-- TEXT SEGMENT follows --
I found the first piece of sea glass a few years ago when I was walking along the coast. I was not sure what it was. Its weight felt like a shard of glass but it did not look like it. The edges were round and smooth, the texture not shiny but matted. Plastic? I remember that the small piece was a stunning turquoise. I held it against the sun and saw that it was translucent. I was hooked. 


“Genuine sea glass” is physically and chemically weathered glass found on beaches along the oceans of the world. It can take dozens and even hundreds of years for the glass to acquire its characteristic texture and shape that makes it so unique. 


Sea glass begins as regular shards of broken glass thrown into the water, from ships, factories or just anyone walking by the water. It stems from bottles, tableware, lamps, windows, and even shipwrecks. The broken pieces are incessantly tumbled by the waves in the salt water until their sharp edges are smoothed and their shiny surface becomes frosted.
-- TEXT SEGMENT concluded --
-- RECORDS PROVIDED follows --
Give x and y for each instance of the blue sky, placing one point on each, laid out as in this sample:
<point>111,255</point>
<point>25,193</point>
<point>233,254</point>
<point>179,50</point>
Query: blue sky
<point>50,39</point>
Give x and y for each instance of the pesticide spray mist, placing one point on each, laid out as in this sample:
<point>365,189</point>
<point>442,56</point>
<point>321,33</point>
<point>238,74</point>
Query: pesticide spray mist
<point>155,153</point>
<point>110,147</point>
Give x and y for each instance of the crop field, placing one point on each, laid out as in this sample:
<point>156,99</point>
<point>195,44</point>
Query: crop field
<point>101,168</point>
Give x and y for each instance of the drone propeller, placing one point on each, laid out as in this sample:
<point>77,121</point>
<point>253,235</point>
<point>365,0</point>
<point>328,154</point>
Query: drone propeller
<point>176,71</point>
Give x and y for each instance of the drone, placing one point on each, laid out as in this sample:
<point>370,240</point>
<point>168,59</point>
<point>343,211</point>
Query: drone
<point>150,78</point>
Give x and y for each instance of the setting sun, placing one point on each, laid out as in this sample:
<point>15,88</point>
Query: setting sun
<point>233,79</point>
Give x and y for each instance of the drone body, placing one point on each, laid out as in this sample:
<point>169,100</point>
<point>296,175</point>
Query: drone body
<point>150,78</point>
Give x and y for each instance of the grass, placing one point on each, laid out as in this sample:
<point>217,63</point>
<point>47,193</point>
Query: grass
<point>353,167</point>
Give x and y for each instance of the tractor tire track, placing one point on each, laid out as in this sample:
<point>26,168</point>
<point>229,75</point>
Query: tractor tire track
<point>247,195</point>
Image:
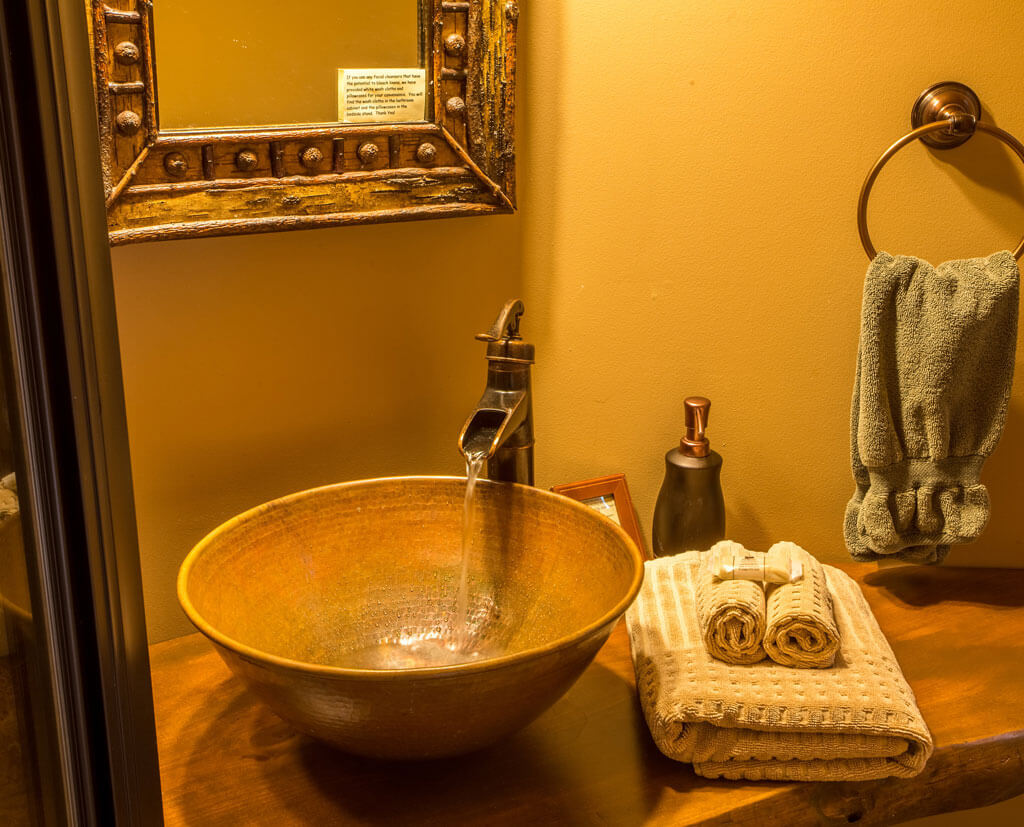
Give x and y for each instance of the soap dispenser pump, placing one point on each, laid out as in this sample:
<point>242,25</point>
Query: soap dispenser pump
<point>690,510</point>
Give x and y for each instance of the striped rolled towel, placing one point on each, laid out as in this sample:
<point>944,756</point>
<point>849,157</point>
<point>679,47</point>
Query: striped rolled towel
<point>731,612</point>
<point>855,722</point>
<point>801,626</point>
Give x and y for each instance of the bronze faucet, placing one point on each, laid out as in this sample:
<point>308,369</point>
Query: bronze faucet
<point>501,428</point>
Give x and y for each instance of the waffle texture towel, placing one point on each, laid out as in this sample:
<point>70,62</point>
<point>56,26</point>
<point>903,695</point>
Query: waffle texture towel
<point>855,722</point>
<point>801,626</point>
<point>934,368</point>
<point>731,613</point>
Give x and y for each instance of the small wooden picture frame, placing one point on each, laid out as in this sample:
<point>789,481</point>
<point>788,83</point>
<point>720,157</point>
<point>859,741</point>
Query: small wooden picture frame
<point>609,496</point>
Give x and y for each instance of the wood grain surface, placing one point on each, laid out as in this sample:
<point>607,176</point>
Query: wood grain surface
<point>958,635</point>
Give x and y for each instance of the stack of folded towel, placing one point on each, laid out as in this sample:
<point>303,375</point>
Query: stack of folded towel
<point>854,721</point>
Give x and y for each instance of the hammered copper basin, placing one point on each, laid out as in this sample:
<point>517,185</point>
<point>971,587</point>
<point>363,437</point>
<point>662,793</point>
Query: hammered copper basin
<point>328,603</point>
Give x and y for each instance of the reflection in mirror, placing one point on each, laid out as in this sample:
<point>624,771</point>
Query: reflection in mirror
<point>259,62</point>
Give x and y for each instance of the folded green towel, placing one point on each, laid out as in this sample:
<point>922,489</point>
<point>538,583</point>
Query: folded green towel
<point>934,370</point>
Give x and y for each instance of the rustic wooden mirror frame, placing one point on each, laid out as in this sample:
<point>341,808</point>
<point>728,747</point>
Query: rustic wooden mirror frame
<point>196,182</point>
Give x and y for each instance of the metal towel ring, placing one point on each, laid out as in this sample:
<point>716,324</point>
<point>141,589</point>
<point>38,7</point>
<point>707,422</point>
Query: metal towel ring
<point>944,116</point>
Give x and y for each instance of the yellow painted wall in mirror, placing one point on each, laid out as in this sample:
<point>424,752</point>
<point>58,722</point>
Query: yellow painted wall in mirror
<point>688,178</point>
<point>253,62</point>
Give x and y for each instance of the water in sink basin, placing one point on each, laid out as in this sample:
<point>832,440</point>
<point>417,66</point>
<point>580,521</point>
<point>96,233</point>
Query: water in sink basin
<point>460,641</point>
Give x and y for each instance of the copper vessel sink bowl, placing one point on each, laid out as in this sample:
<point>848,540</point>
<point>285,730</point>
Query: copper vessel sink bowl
<point>333,604</point>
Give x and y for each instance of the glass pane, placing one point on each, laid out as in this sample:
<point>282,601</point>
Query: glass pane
<point>259,62</point>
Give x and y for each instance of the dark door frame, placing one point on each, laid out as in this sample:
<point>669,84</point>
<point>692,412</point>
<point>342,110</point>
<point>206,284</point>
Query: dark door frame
<point>60,338</point>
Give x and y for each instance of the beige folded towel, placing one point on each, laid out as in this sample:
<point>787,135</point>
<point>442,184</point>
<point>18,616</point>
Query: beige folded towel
<point>801,624</point>
<point>731,613</point>
<point>855,722</point>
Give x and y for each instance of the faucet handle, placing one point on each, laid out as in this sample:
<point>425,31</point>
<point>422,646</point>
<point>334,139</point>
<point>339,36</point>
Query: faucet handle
<point>507,323</point>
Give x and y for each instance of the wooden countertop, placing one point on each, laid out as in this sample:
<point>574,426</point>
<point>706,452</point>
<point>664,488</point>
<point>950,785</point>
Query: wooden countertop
<point>958,635</point>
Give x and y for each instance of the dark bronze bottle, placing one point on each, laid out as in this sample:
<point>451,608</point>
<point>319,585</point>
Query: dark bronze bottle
<point>690,510</point>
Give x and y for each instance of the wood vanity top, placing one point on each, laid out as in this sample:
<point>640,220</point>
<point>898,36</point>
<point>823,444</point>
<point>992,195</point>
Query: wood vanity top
<point>958,635</point>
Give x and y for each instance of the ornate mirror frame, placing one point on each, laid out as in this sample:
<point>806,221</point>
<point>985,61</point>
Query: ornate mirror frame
<point>197,182</point>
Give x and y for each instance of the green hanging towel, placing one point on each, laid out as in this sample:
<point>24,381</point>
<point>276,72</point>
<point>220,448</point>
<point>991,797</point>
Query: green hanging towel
<point>935,365</point>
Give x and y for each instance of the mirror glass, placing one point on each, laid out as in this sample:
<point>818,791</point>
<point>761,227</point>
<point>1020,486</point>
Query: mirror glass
<point>260,62</point>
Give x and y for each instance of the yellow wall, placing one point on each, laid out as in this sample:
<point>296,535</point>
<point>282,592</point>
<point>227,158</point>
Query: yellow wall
<point>688,176</point>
-- RECORDS PROVIDED concluded --
Print the sea glass passage in full, word for word.

I found the first piece of sea glass a few years ago when I was walking along the coast. I was not sure what it was. Its weight felt like a shard of glass but it did not look like it. The edges were round and smooth, the texture not shiny but matted. Plastic? I remember that the small piece was a stunning turquoise. I held it against the sun and saw that it was translucent. I was hooked. 


“Genuine sea glass” is physically and chemically weathered glass found on beaches along the oceans of the world. It can take dozens and even hundreds of years for the glass to acquire its characteristic texture and shape that makes it so unique. 


Sea glass begins as regular shards of broken glass thrown into the water, from ships, factories or just anyone walking by the water. It stems from bottles, tableware, lamps, windows, and even shipwrecks. The broken pieces are incessantly tumbled by the waves in the salt water until their sharp edges are smoothed and their shiny surface becomes frosted.